# Text block
_ _ _ _ _

5 min readBy Niclas Hoffmann · HVNH AI

In short

An AI agent can automatically keep pallet accounts per customer from delivery notes and receipts, continuously reconcile open balances, and actively flag larger discrepancies for clarification. Instead of recalculating in a spreadsheet at year-end, the balance is always current.

Why pallet accounts so often get out of hand

Euro pallets, cage pallets and other reusable containers are literally cash — yet many forwarders and warehouses still keep their pallet accounts in a spreadsheet maintained by one person, or not systematically at all. Every delivery and every pickup involves a pallet exchange: how many were swapped, how many remain open, which customer owes whom what. Over time, practically every business loses track.

The consequences are familiar:

  • Pallet slips get recorded by hand or not at all — proof is missing when a customer disputes a discrepancy
  • Open balances grow unnoticed until a pallet reconciliation with the customer turns into an uncomfortable argument
  • Shortfalls with individual customers only become visible once your own pallet stock has noticeably shrunk
  • Settlement deliveries get forgotten or requested twice, because nobody knows the current balance
  • At year-end, a tedious inventory of empties accounts across all customers begins

The core problem: pallet exchange is a running bookkeeping process, much like an account ledger — if it isn't booked continuously but only tracked sporadically, gaps and discrepancies inevitably appear.

_ _ _ _ _

# Supplied material
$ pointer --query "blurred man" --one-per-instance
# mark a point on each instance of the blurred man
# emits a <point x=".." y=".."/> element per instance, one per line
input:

_ _ _ _ _

Copy the pallet accounts text from "Euro pallets, cage" to "business loses track.". Rely only on the pallet accounts text, not on the listing.

# The answer
Euro pallets, cage pallets and other reusable containers are literally cash — yet many forwarders and warehouses still keep their pallet accounts in a spreadsheet maintained by one person, or not systematically at all. Every delivery and every pickup involves a pallet exchange: how many were swapped, how many remain open, which customer owes whom what. Over time, practically every business loses track.